**Prompt**
Beginning at the line that contains "point: church tower", transcribe the remaining lines of the listing exactly; include the final line and omit everything before.
**** Materials provided
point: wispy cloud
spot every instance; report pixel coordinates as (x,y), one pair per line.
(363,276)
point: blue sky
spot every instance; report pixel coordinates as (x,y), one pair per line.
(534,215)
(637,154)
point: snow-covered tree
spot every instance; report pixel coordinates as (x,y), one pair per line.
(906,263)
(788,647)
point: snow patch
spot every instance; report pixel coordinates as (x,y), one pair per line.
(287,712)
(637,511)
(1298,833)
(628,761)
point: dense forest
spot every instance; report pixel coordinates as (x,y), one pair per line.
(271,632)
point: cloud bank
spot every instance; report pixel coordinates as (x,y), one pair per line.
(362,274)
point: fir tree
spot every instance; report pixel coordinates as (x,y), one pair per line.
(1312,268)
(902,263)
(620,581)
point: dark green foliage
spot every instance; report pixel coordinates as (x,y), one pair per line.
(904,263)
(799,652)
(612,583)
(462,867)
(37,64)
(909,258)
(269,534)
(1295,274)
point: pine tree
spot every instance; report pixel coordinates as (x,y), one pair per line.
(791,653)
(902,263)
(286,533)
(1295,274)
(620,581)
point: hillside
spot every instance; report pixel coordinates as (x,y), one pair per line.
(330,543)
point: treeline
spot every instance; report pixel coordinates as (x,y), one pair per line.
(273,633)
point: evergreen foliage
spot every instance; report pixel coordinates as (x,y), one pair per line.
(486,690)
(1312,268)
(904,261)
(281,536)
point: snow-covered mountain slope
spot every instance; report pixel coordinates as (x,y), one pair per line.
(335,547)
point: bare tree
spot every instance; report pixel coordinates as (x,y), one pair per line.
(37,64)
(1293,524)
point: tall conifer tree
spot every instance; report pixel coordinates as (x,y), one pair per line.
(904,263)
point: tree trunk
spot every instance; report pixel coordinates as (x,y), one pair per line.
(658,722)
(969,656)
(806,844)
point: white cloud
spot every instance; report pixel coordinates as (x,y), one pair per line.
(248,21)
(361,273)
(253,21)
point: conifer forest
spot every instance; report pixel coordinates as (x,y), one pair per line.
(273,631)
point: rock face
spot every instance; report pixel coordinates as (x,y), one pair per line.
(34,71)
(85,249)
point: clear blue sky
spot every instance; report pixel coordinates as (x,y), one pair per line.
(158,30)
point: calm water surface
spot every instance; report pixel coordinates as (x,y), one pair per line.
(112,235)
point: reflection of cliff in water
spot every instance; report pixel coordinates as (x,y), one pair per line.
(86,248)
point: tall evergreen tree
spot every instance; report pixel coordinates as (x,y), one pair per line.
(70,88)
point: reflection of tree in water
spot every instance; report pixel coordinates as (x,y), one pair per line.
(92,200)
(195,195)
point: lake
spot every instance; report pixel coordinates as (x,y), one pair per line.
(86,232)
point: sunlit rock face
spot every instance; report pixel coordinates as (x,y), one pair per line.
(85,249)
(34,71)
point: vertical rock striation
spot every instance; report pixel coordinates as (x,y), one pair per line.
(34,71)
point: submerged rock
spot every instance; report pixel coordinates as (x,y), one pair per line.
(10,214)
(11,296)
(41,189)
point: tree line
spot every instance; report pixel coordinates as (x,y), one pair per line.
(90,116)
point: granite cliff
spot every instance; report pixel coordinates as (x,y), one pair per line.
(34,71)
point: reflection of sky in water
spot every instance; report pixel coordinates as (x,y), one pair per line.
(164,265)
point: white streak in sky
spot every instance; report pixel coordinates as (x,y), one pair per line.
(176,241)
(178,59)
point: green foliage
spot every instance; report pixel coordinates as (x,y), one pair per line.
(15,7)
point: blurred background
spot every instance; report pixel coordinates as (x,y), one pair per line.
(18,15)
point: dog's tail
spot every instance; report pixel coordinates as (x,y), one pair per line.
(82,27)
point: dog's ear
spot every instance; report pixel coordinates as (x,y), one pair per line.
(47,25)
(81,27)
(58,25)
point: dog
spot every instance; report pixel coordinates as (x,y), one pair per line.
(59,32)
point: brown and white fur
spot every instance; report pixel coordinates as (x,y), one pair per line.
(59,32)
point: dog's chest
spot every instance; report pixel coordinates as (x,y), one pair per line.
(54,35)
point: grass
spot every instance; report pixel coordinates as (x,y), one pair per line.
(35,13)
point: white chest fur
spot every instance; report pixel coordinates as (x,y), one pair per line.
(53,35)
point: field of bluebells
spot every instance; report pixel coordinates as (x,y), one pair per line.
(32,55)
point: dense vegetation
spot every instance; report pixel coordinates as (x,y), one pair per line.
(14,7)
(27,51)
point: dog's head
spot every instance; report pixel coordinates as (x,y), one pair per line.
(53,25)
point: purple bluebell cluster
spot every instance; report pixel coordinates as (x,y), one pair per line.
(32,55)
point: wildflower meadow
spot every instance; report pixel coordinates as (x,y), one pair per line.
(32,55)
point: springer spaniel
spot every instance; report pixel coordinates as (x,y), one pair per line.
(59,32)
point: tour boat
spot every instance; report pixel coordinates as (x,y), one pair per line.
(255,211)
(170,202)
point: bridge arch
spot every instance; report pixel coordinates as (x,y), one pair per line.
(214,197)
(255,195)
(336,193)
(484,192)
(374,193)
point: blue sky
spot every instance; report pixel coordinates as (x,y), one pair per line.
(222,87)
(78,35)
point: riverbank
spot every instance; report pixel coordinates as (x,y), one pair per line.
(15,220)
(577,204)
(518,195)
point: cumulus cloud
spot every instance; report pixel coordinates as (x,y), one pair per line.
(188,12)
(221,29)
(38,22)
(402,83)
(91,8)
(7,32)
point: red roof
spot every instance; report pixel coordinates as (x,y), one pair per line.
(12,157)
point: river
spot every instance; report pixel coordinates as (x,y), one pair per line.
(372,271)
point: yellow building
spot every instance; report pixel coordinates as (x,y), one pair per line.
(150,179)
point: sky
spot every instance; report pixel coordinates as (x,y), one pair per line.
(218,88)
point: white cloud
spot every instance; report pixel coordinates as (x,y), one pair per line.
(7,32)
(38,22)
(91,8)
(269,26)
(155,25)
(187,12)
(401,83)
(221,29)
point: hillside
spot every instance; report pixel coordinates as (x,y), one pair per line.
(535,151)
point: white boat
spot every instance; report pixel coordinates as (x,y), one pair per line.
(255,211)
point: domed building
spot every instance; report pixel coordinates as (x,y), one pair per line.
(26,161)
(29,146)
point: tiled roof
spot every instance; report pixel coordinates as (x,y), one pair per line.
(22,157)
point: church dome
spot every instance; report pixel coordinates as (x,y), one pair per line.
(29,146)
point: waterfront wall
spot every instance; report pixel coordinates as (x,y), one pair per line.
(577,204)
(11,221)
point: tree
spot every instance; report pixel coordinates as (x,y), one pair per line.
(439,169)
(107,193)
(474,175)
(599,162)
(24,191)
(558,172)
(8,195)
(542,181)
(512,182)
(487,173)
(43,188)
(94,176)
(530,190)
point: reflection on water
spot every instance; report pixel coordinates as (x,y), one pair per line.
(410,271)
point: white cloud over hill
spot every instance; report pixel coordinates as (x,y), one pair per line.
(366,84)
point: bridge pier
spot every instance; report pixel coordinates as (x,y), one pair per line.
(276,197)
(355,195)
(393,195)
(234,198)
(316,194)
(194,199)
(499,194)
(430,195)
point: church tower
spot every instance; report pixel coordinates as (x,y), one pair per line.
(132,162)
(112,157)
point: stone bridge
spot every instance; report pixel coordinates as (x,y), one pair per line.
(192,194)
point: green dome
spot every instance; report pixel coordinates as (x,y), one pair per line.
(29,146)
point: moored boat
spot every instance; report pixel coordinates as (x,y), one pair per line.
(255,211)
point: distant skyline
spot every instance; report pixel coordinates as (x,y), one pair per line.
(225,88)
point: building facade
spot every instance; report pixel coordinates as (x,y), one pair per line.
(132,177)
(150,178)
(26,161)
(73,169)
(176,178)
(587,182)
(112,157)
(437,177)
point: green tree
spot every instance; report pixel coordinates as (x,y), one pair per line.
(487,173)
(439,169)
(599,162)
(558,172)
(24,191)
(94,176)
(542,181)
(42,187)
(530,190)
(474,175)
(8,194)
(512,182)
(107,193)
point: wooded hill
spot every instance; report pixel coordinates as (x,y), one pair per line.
********
**Result of the task**
point: church tower
spot every instance; report pixel coordinates as (x,y), one pair per line.
(132,162)
(112,157)
point: stone bridge
spot every instance; report pixel coordinates as (x,y), one pair per line.
(192,194)
point: green dome
spot every instance; report pixel coordinates as (x,y), one pair per line.
(29,146)
point: moored boat
spot every instance; report pixel coordinates as (x,y), one pair per line.
(255,211)
point: distant skyline
spot every instance; report pixel coordinates as (x,y), one pair per line.
(225,88)
point: building facade
spot every instance; report pixel coordinates as (x,y), one pair per line.
(132,177)
(150,178)
(26,161)
(73,169)
(176,178)
(587,182)
(112,157)
(437,177)
point: green tree
spot every instance; report pixel coordinates as (x,y), one pair per line.
(487,173)
(439,169)
(599,162)
(558,172)
(24,191)
(94,176)
(542,181)
(42,187)
(530,190)
(474,175)
(8,194)
(512,182)
(107,193)
point: wooded hill
spot every instance; report pixel coordinates as (x,y), one pair per line.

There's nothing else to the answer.